-------- Data records --------

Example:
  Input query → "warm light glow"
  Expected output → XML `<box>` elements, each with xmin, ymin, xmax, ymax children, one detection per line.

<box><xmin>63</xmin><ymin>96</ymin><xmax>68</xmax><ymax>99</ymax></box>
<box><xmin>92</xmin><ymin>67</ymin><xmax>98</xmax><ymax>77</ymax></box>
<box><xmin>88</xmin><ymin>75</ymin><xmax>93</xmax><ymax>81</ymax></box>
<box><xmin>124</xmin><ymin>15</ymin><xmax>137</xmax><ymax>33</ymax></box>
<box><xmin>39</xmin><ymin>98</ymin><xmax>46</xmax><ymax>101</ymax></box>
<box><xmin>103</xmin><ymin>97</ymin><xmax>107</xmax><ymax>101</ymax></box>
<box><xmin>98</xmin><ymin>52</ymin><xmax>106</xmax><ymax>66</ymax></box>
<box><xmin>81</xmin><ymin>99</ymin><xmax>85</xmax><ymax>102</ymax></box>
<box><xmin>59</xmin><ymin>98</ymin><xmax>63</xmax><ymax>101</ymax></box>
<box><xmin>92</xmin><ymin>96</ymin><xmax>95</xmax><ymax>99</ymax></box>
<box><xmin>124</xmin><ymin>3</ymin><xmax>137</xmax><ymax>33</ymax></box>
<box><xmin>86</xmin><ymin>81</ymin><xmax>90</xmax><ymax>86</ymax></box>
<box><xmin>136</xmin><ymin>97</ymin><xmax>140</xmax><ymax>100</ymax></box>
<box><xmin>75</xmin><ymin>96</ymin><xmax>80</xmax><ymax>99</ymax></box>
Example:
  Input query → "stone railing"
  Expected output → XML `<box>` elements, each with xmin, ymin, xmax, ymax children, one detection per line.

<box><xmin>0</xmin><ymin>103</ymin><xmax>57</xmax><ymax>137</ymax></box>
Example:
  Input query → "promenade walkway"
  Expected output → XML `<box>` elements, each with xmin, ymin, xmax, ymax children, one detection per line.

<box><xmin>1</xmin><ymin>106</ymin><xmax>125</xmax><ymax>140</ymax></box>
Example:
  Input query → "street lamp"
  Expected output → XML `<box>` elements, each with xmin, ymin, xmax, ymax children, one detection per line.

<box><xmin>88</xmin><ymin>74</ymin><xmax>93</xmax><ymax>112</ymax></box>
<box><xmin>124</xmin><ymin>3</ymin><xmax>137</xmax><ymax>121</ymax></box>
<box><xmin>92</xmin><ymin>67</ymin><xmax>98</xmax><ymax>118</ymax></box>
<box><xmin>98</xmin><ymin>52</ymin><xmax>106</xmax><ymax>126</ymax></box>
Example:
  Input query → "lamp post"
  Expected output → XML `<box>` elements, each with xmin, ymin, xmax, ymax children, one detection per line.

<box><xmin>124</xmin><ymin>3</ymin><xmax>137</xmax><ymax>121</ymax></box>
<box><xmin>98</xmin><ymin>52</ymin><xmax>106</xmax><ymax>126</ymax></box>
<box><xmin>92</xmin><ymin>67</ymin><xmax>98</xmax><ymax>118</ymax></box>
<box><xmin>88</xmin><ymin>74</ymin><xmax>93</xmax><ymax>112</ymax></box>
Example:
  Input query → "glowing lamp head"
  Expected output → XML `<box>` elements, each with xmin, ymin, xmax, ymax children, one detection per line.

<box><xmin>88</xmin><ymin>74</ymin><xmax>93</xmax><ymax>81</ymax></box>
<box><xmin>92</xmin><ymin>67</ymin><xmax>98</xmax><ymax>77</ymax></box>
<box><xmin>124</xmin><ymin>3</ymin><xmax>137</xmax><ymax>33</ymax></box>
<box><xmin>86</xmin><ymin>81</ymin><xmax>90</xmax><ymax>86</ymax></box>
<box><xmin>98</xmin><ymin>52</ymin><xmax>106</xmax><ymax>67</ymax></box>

--------

■ What you have to do:
Extract the full listing above without altering anything.

■ Result:
Example:
  Input query → "warm light glow"
  Expected output → XML `<box>` elements, each with xmin, ymin, xmax, ymax children, one detection per line.

<box><xmin>63</xmin><ymin>96</ymin><xmax>68</xmax><ymax>99</ymax></box>
<box><xmin>92</xmin><ymin>67</ymin><xmax>98</xmax><ymax>77</ymax></box>
<box><xmin>88</xmin><ymin>75</ymin><xmax>93</xmax><ymax>81</ymax></box>
<box><xmin>124</xmin><ymin>15</ymin><xmax>137</xmax><ymax>33</ymax></box>
<box><xmin>39</xmin><ymin>98</ymin><xmax>46</xmax><ymax>101</ymax></box>
<box><xmin>103</xmin><ymin>97</ymin><xmax>107</xmax><ymax>101</ymax></box>
<box><xmin>98</xmin><ymin>52</ymin><xmax>106</xmax><ymax>66</ymax></box>
<box><xmin>81</xmin><ymin>99</ymin><xmax>85</xmax><ymax>102</ymax></box>
<box><xmin>59</xmin><ymin>98</ymin><xmax>63</xmax><ymax>101</ymax></box>
<box><xmin>92</xmin><ymin>96</ymin><xmax>95</xmax><ymax>99</ymax></box>
<box><xmin>124</xmin><ymin>3</ymin><xmax>137</xmax><ymax>33</ymax></box>
<box><xmin>86</xmin><ymin>81</ymin><xmax>90</xmax><ymax>86</ymax></box>
<box><xmin>136</xmin><ymin>97</ymin><xmax>140</xmax><ymax>100</ymax></box>
<box><xmin>75</xmin><ymin>96</ymin><xmax>80</xmax><ymax>99</ymax></box>
Example:
  Input query → "stone railing"
  Expected output → XML `<box>` elements, each with xmin, ymin, xmax, ymax children, one detection per line.

<box><xmin>0</xmin><ymin>103</ymin><xmax>57</xmax><ymax>137</ymax></box>
Example:
  Input query → "promenade walkway"
  Expected output → XML `<box>` elements, each with xmin, ymin, xmax, ymax children, one detection per line.

<box><xmin>1</xmin><ymin>106</ymin><xmax>125</xmax><ymax>140</ymax></box>
Example:
  Input query → "street lamp"
  Expected output → XML `<box>` elements, each with xmin, ymin, xmax, ymax children, one detection per line.

<box><xmin>88</xmin><ymin>74</ymin><xmax>93</xmax><ymax>112</ymax></box>
<box><xmin>124</xmin><ymin>3</ymin><xmax>137</xmax><ymax>121</ymax></box>
<box><xmin>92</xmin><ymin>67</ymin><xmax>98</xmax><ymax>118</ymax></box>
<box><xmin>98</xmin><ymin>52</ymin><xmax>106</xmax><ymax>126</ymax></box>
Example:
  Input query → "lamp post"
  Expected output → XML `<box>` elements, each with xmin, ymin, xmax, ymax children, one detection per line.

<box><xmin>124</xmin><ymin>3</ymin><xmax>137</xmax><ymax>121</ymax></box>
<box><xmin>98</xmin><ymin>52</ymin><xmax>106</xmax><ymax>126</ymax></box>
<box><xmin>92</xmin><ymin>67</ymin><xmax>98</xmax><ymax>118</ymax></box>
<box><xmin>88</xmin><ymin>74</ymin><xmax>93</xmax><ymax>112</ymax></box>
Example:
  Input query → "glowing lamp head"
  Expected output → XML `<box>` elements, each with xmin, ymin, xmax, ymax children, one detection per line.

<box><xmin>88</xmin><ymin>74</ymin><xmax>93</xmax><ymax>81</ymax></box>
<box><xmin>92</xmin><ymin>67</ymin><xmax>98</xmax><ymax>77</ymax></box>
<box><xmin>124</xmin><ymin>3</ymin><xmax>137</xmax><ymax>33</ymax></box>
<box><xmin>86</xmin><ymin>81</ymin><xmax>90</xmax><ymax>86</ymax></box>
<box><xmin>98</xmin><ymin>52</ymin><xmax>106</xmax><ymax>67</ymax></box>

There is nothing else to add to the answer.